> _Data for review_:
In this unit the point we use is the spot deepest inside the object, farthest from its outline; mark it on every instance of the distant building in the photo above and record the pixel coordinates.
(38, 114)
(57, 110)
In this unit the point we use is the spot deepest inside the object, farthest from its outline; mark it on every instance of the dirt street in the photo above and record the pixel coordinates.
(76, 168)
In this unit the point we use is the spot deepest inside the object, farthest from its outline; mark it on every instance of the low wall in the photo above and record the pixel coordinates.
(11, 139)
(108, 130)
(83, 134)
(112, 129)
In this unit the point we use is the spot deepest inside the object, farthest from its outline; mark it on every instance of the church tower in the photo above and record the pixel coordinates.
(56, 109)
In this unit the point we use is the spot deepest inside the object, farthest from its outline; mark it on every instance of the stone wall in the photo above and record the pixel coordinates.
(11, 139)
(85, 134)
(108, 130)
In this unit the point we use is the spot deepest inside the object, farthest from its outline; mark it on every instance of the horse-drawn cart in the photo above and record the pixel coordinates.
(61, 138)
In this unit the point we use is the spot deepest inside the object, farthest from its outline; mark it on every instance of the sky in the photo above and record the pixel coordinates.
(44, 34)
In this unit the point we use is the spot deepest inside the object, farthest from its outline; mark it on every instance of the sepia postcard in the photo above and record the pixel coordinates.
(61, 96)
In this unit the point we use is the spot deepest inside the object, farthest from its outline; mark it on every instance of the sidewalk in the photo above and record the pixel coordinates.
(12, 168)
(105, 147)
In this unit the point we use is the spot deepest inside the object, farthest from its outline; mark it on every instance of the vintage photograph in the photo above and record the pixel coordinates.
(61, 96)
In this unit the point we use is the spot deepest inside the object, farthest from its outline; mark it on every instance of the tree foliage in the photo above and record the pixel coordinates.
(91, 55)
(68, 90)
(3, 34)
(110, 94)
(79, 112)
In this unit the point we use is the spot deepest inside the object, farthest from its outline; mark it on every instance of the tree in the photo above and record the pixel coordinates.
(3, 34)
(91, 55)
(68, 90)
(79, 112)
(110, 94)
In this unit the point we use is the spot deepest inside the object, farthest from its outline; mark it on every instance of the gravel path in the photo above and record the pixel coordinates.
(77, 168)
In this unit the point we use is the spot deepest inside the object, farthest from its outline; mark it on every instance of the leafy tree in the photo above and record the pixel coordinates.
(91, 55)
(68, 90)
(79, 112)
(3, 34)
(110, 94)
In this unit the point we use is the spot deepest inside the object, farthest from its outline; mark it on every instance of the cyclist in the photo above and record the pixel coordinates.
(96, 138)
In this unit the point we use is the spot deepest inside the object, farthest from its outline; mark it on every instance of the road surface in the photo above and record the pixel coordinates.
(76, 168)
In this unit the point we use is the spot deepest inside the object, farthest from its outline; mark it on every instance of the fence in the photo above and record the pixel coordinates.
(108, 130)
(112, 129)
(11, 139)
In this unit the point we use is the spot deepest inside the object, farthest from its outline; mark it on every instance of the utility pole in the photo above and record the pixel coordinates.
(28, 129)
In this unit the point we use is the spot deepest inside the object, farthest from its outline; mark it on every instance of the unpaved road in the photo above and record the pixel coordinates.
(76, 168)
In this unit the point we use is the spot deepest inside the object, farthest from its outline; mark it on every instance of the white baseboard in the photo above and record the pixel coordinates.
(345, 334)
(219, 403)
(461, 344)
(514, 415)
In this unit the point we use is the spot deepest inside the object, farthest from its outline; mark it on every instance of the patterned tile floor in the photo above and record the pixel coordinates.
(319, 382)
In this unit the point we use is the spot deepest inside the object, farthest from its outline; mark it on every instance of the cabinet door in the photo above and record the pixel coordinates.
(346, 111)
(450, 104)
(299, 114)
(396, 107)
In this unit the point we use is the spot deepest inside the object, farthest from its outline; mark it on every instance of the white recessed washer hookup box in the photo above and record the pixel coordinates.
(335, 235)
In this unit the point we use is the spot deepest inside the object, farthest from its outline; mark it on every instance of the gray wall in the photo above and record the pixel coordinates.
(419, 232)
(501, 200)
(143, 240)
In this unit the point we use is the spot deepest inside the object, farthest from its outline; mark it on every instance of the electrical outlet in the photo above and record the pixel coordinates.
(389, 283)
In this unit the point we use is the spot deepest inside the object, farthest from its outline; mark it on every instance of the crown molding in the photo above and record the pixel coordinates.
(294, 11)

> _About this task_: Every entry above must be returned word for word.

> _Final answer_:
In this unit the point we use is the spot deepest inside the object, farthest from its outline; mark it on every instance of the distant building in the photo above and record the pixel coordinates.
(38, 114)
(57, 110)
In this unit the point we use is the spot deepest inside the object, farthest from its outline; mark it on every instance of the dirt street in the photo above and record the pixel coordinates.
(76, 168)
In this unit the point we use is the spot deepest inside the object, farthest from its outline; mark it on every instance of the low wall in the photo above and record the pixel coordinates.
(11, 139)
(108, 130)
(83, 134)
(112, 129)
In this unit the point we use is the spot deepest inside the object, farthest from its outline; mark it on every instance of the church tower in the photo above and record the pixel coordinates.
(56, 109)
In this unit the point we use is the spot deepest inside the object, farthest from its outline; mark it on every instance of the stone wall in the photo above and record the pixel coordinates.
(11, 139)
(85, 134)
(108, 130)
In this unit the point we use is the spot deepest inside the object, farthest from its outline; mark it on every instance of the horse-drawn cart in the photo above and record the pixel coordinates.
(61, 138)
In this unit the point we use is the spot deepest inside the object, farthest from its outline; mark it on every instance of the sky in the photo above and record the pixel coordinates.
(44, 34)
In this unit the point we use is the spot deepest inside the object, farthest from its outline; mark it on every instance of the sepia postcard in the photo above and record the pixel coordinates.
(61, 96)
In this unit the point we use is the spot deepest inside the object, farthest from its outline; mark it on every instance of the sidewalk in the photo above and record the pixel coordinates.
(12, 168)
(105, 147)
In this unit the point we use is the spot deepest inside the object, farthest from its outline; mark it on every instance of the vintage photograph in the photo above and record the pixel coordinates.
(61, 96)
In this unit the point we use is the spot deepest inside the object, farthest from its outline; mark it on every instance of the tree foliage in the photo above and record the pixel coordinates.
(91, 55)
(68, 90)
(3, 34)
(110, 94)
(79, 112)
In this unit the point we use is the spot deepest inside the object, farthest from its outline; mark it on every instance of the tree in the photo above and record the pixel coordinates.
(3, 34)
(91, 55)
(68, 90)
(79, 112)
(110, 94)
In this unit the point we use is the spot deepest inside the object, farthest from its outline; mark it on every instance of the gravel path in the photo above and record the pixel coordinates.
(77, 168)
In this unit the point we use is the spot deepest inside the object, farthest from its outline; mark it on every instance of the leafy tree in the photo above and record the pixel coordinates.
(91, 55)
(68, 90)
(79, 112)
(3, 34)
(110, 94)
In this unit the point we use is the spot deepest inside the object, farthest from its outline; mark it on every instance of the cyclist in the photo above and record the pixel coordinates.
(96, 138)
In this unit the point we use is the spot deepest inside the object, farthest from its outline; mark it on every instance of the road surface in the photo above and record the pixel coordinates.
(76, 168)
In this unit the point we use is the spot deepest inside the object, farthest from its outline; mark it on every instance of the fence in the photo above and record the pixel coordinates.
(108, 130)
(112, 129)
(11, 139)
In this unit the point we use is the spot deepest inside the object, farthest from its outline; mark it on every instance of the utility pole in the photo above and record the pixel coordinates.
(28, 129)
In this unit the point we use is the spot deepest inside the object, farthest from its outline; mark it on every instance of the unpaved road in the photo above and record the pixel coordinates.
(76, 168)
In this unit the point we use is the spot deepest inside the object, farthest from its outline; mark it on every instance of the white baseboard in the photo above and record the pixel coordinates.
(345, 334)
(219, 403)
(461, 344)
(514, 415)
In this unit the point we use is the spot deepest inside the object, farthest from its outline; mark it on every instance of the patterned tile floor in the photo above and record the pixel coordinates.
(319, 382)
In this unit the point we use is the spot deepest inside the object, farthest from its outline; mark it on every instance of the cabinet door in the photo above and record the pixel coordinates.
(346, 111)
(450, 104)
(299, 114)
(396, 107)
In this unit the point we use is the spot deepest inside the object, farthest from its outline; mark it on every instance of the white recessed washer hookup box in the photo above and record the pixel coordinates.
(335, 235)
In this unit the point we use is the spot deepest inside the object, farthest from its outline; mark it on every instance of the gray wall in the photo above and record the pixel coordinates.
(419, 232)
(501, 200)
(143, 240)
In this unit the point we use is the spot deepest inside the object, farthest from its outline; mark it on every instance of the electrical outlet in the photo above and record the pixel coordinates.
(389, 283)
In this unit the point we use is the spot deepest inside the object, farthest from its outline; mark it on every instance of the crown molding in the photo above and record the pixel coordinates.
(294, 11)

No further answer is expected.